::: INPUT DATA :::

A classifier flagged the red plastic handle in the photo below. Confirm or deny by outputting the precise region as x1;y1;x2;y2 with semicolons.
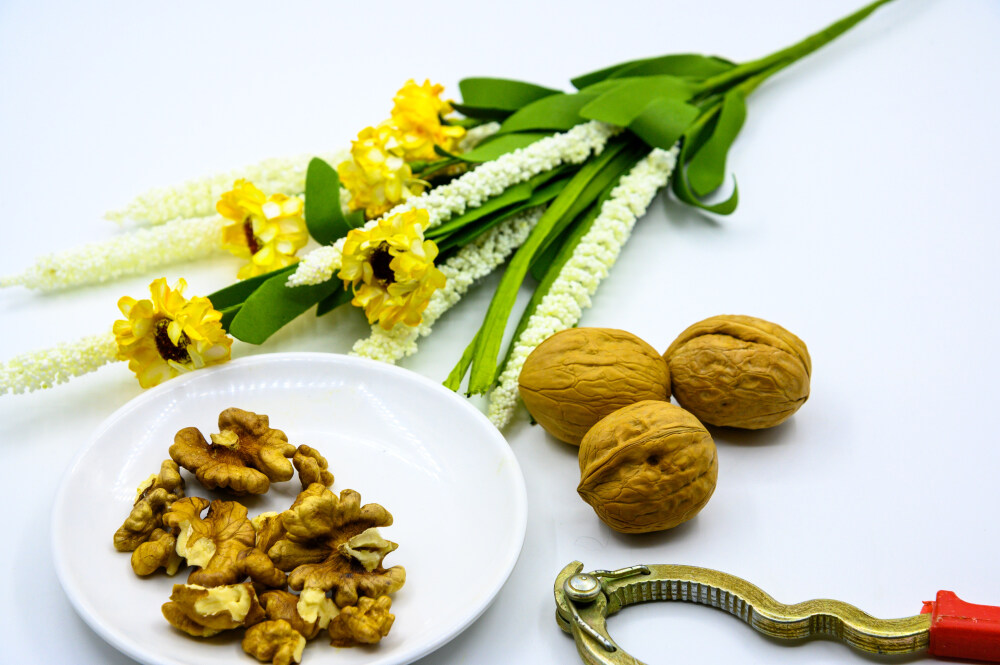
920;591;1000;663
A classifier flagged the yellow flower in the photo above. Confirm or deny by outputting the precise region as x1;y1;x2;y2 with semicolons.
337;210;445;330
113;277;233;388
392;79;465;162
337;123;423;219
215;180;309;279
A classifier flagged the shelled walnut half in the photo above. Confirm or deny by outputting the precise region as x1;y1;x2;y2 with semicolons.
170;408;295;495
268;483;406;608
114;460;184;552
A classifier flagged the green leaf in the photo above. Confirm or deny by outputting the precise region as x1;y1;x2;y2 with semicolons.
438;171;570;252
610;53;736;79
219;305;243;331
628;98;699;150
687;90;747;196
458;140;628;394
424;181;534;240
444;332;479;392
494;197;600;381
580;76;694;127
494;156;644;381
305;157;364;245
316;286;354;316
229;275;343;344
208;265;296;312
451;102;513;122
572;53;735;90
673;138;740;215
424;166;567;241
435;132;552;164
531;142;648;279
500;92;594;133
458;77;561;115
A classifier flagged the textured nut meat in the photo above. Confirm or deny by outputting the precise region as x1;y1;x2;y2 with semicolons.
577;401;719;533
519;328;670;446
663;315;812;429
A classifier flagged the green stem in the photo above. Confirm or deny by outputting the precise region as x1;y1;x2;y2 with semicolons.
697;0;892;95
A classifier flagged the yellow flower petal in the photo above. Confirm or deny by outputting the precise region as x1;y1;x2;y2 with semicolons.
337;210;445;330
112;278;233;388
216;180;309;279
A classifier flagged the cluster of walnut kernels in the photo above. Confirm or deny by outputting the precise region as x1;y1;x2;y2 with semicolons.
114;408;406;665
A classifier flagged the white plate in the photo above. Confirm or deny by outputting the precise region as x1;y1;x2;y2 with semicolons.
52;353;527;665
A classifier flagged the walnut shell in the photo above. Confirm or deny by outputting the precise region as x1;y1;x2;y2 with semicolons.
519;328;670;446
577;400;719;533
663;315;812;429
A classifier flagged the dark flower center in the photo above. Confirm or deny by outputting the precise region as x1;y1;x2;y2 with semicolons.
369;242;396;284
153;319;191;363
243;217;260;256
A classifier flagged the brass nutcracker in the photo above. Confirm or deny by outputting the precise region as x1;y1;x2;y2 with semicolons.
555;561;1000;665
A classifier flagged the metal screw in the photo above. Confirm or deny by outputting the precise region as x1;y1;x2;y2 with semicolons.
563;573;601;603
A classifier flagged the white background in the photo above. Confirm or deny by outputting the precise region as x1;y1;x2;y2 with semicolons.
0;0;1000;665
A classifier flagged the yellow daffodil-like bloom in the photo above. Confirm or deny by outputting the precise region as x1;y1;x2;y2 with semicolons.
114;277;233;388
215;180;309;279
337;210;445;330
337;123;424;219
392;79;465;162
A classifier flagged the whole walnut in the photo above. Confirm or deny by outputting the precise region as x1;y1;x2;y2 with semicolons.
663;315;812;429
577;400;719;533
519;328;670;446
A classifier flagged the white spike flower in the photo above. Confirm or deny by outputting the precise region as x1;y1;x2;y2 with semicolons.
104;151;348;226
288;121;621;286
0;215;224;291
351;206;545;363
0;331;118;395
488;148;677;429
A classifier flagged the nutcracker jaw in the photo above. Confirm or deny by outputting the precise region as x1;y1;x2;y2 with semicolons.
554;561;931;665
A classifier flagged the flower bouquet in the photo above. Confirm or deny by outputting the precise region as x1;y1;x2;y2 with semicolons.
0;0;889;427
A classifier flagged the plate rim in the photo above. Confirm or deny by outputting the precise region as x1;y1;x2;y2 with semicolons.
49;351;528;665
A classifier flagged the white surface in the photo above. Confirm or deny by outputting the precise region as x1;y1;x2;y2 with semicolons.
0;0;1000;665
52;353;527;665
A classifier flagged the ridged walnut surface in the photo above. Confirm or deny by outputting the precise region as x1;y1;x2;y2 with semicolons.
663;315;812;429
577;401;719;533
519;328;670;446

:::

**WORK INSTRUCTIONS**
Recast the dataset items above as a Markdown table with two columns, Row and Line, giving each line its own numbered row and omitting blank lines. Leave the pictures out.

**RESPONSE TO THIS EXERCISE**
| Row | Line |
|---|---|
| 1 | A classifier flagged the red plastic handle in the photo below. Confirm or deny by outputting the precise region as x1;y1;x2;y2 with semicolons. |
| 2 | 920;591;1000;663 |
| 3 | A classifier flagged the yellow flower in the photo above. Confirm or deny by outputting the precise region as x1;y1;x2;y2 with semicolons. |
| 4 | 337;210;445;330 |
| 5 | 113;277;233;388 |
| 6 | 392;79;465;162 |
| 7 | 337;123;423;219 |
| 8 | 215;180;309;279 |
| 9 | A classifier flagged the shelled walnut half in the photo above. Confirm or deny by outputting the precise region as x1;y1;x2;y2 with semicolons. |
| 10 | 170;408;295;495 |
| 11 | 268;483;406;608 |
| 12 | 114;460;184;552 |
| 13 | A classifier flagged the green leaf in the photo above. Confirm or deny by outputting the precise region as x1;y1;x2;y2 with semicolons. |
| 14 | 438;171;570;252 |
| 15 | 610;53;736;79 |
| 16 | 219;305;243;331 |
| 17 | 628;98;699;150 |
| 18 | 687;90;747;196 |
| 19 | 458;140;628;394 |
| 20 | 424;181;534;240 |
| 21 | 444;332;479;392 |
| 22 | 494;197;600;381 |
| 23 | 580;76;694;127 |
| 24 | 494;156;644;381 |
| 25 | 305;157;364;245 |
| 26 | 316;286;354;316 |
| 27 | 229;275;343;344 |
| 28 | 208;265;296;312 |
| 29 | 451;102;513;122 |
| 30 | 572;53;735;90 |
| 31 | 673;138;740;215 |
| 32 | 424;166;567;241 |
| 33 | 435;132;552;164 |
| 34 | 531;142;648;279 |
| 35 | 500;92;594;133 |
| 36 | 458;77;561;115 |
| 37 | A classifier flagged the textured nut meat in the photo above. Confirm or deny by outputting the precise region as x1;y1;x2;y2 with semicolons. |
| 38 | 577;401;719;533 |
| 39 | 519;328;670;446 |
| 40 | 663;315;812;429 |
| 41 | A classifier flagged the green stem in the photo above. Confirm or deny by outputting the precise region as x1;y1;x2;y2 with semicolons. |
| 42 | 697;0;892;95 |
| 43 | A classifier flagged the yellow flower petal in the photo above. Confirm or deny by outputting the precise region as x1;y1;x2;y2 with semicolons. |
| 44 | 337;210;445;330 |
| 45 | 112;278;233;388 |
| 46 | 216;180;309;279 |
| 47 | A classifier flagged the cluster of walnut kernels in the photo above. Confirm or deny by outputting the precise region as x1;y1;x2;y2 with semicolons. |
| 48 | 114;408;406;665 |
| 49 | A classifier flagged the white plate in the photo above. Confirm or deny by outputting the precise region as x1;y1;x2;y2 with semicolons. |
| 50 | 52;353;527;665 |
| 51 | A classifier flagged the walnut shell in the photo above. Confirm or deny by outputting the precise region as x1;y1;x2;y2 with semicolons. |
| 52 | 519;328;670;446 |
| 53 | 577;400;719;533 |
| 54 | 663;315;812;429 |
| 55 | A classifier flagged the dark flower center in the photo above. Confirm or deny by outputting the precise region as x1;y1;x2;y2 with semicolons. |
| 56 | 369;242;396;284 |
| 57 | 153;319;191;363 |
| 58 | 243;217;260;256 |
| 59 | A classifier flagged the brass nutcracker in the photo above. Confirm or deny by outputting the precise region as x1;y1;x2;y2 with semicolons. |
| 60 | 555;561;1000;665 |
| 61 | A classifier flagged the metal screw in the photo above. Confirm or deny by outputting the precise region as x1;y1;x2;y2 with semicolons. |
| 62 | 563;573;601;603 |
| 63 | A classifier flagged the white background in the photo above. Confirm or deny by outputting the precise region as x1;y1;x2;y2 with semicolons. |
| 64 | 0;0;1000;665 |
| 65 | A classifier flagged the yellow daffodil-like bloom in the photo above. Confirm or deny by outputting the precise region as x1;y1;x2;y2 with semicolons. |
| 66 | 114;277;233;388 |
| 67 | 215;180;309;279 |
| 68 | 337;210;445;330 |
| 69 | 337;123;424;219 |
| 70 | 392;79;465;162 |
| 71 | A classifier flagged the whole walnut in the photo above. Confirm or deny by outputting the precise region as x1;y1;x2;y2 with semicolons. |
| 72 | 663;315;812;429 |
| 73 | 577;400;719;533 |
| 74 | 519;328;670;446 |
| 75 | A classifier flagged the white spike flower in the photo above. Confirm or deny by outputting the precise region as x1;y1;x2;y2 with semicolons. |
| 76 | 104;151;348;226 |
| 77 | 288;121;621;286 |
| 78 | 0;215;224;291 |
| 79 | 351;206;545;363 |
| 80 | 0;331;118;395 |
| 81 | 488;148;677;429 |
| 82 | A classifier flagged the nutcracker jaw in the photo above. Confirm or deny by outputting the precise region as x1;y1;x2;y2 with semicolons. |
| 83 | 554;561;931;665 |
| 84 | A classifier flagged the flower bouquet in the photo above. Confirm or deny by outputting the precise region as x1;y1;x2;y2 with semicolons. |
| 85 | 0;0;889;427 |
| 86 | A classifier flagged the plate rim in the photo above. Confirm or deny by outputting the precise region as x1;y1;x2;y2 with semicolons. |
| 87 | 49;351;528;665 |
| 88 | A classifier flagged the white surface in the photo above. Confirm or deny by outputting the precise region as x1;y1;x2;y2 with semicolons. |
| 89 | 0;0;1000;665 |
| 90 | 52;353;527;665 |
| 91 | A classifier flagged the ridged walnut surface in the photo above. Confirm or deny by outputting the precise region as x1;y1;x2;y2 with semicolons. |
| 92 | 663;315;812;429 |
| 93 | 577;401;719;533 |
| 94 | 519;328;670;446 |